**What is expected**
Begin at the line that contains "For this evaluation, locate the stone" and repeat every line from there to the end of the records below, inclusive, without adding any other line.

Part of a data file

= = = =

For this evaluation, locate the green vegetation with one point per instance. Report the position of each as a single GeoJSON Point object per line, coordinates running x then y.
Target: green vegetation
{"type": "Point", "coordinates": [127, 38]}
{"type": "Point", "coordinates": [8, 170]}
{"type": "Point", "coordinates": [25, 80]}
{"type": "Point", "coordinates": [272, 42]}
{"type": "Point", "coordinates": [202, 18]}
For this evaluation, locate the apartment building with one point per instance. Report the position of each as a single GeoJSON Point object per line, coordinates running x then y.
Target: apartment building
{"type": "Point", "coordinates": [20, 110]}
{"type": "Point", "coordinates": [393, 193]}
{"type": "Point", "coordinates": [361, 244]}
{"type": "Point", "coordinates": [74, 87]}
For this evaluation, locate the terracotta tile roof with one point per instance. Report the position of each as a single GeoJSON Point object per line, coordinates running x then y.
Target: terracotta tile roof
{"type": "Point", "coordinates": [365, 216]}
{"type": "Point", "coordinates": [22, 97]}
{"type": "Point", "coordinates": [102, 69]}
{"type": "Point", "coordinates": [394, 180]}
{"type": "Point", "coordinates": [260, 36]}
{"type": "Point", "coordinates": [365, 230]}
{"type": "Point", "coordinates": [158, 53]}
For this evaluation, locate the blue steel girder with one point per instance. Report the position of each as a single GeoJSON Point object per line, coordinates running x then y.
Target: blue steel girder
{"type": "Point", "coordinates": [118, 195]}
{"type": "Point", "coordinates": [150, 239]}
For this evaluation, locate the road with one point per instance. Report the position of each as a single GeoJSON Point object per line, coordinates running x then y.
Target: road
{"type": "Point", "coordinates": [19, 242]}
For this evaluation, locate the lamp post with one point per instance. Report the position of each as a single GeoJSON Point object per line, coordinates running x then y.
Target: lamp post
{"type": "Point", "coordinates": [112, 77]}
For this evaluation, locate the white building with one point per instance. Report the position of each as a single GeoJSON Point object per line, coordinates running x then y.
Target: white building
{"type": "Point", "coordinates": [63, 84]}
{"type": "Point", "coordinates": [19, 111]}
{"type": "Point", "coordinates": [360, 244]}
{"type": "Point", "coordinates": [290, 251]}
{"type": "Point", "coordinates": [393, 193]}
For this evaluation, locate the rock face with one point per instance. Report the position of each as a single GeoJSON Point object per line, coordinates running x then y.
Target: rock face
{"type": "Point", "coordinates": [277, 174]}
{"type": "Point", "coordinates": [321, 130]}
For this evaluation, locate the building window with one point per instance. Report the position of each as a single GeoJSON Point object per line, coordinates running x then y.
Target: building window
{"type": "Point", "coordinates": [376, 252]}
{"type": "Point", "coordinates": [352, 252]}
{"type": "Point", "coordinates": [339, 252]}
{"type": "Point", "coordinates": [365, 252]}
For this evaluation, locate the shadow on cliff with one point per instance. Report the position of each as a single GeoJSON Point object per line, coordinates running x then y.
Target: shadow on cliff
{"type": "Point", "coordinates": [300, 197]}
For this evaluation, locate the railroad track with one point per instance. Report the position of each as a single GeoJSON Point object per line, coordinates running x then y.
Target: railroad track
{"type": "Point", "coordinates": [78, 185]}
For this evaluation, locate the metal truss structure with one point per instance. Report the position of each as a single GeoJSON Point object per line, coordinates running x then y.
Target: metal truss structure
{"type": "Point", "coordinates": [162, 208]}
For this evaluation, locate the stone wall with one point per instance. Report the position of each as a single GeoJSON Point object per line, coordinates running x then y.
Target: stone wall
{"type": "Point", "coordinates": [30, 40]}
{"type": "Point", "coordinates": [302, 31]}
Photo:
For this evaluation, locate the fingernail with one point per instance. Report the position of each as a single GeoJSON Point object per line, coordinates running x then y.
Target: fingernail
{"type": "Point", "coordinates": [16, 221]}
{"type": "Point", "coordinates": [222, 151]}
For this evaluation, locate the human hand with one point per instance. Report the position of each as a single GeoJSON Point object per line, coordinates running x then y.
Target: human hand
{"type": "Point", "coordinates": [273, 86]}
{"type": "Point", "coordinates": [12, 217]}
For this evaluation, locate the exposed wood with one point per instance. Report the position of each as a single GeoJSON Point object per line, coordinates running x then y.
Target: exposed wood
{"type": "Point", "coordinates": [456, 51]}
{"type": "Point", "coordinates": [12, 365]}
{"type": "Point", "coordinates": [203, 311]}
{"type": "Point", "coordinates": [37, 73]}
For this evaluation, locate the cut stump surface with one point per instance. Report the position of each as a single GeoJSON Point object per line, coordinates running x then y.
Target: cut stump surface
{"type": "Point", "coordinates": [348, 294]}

= = = =

**Answer for this exercise**
For this evaluation, locate the stone wall with one point per instance. Report the position of each as a single GeoJSON Point object per line, coordinates running x then y.
Target: stone wall
{"type": "Point", "coordinates": [30, 40]}
{"type": "Point", "coordinates": [302, 31]}
Photo:
For this evaluation, locate the fingernail with one point per instance. Report the position of each as a single GeoJSON Point object per line, coordinates running x then y.
Target: fingernail
{"type": "Point", "coordinates": [16, 221]}
{"type": "Point", "coordinates": [222, 151]}
For this evaluation, locate the human hand with one point per instance. Report the position of each as a single GeoJSON Point object per line, coordinates running x then y.
Target: human hand
{"type": "Point", "coordinates": [273, 86]}
{"type": "Point", "coordinates": [12, 217]}
For this evaluation, locate the exposed wood with one point per instance. Report the position of each as a single GeoJSON Point object per line, coordinates running x then y.
Target: exposed wood
{"type": "Point", "coordinates": [456, 51]}
{"type": "Point", "coordinates": [12, 365]}
{"type": "Point", "coordinates": [203, 311]}
{"type": "Point", "coordinates": [37, 73]}
For this evaluation, locate the cut stump surface with one point per instance. Report the position of each as a single GeoJSON Point object per line, coordinates running x then y.
Target: cut stump surface
{"type": "Point", "coordinates": [348, 294]}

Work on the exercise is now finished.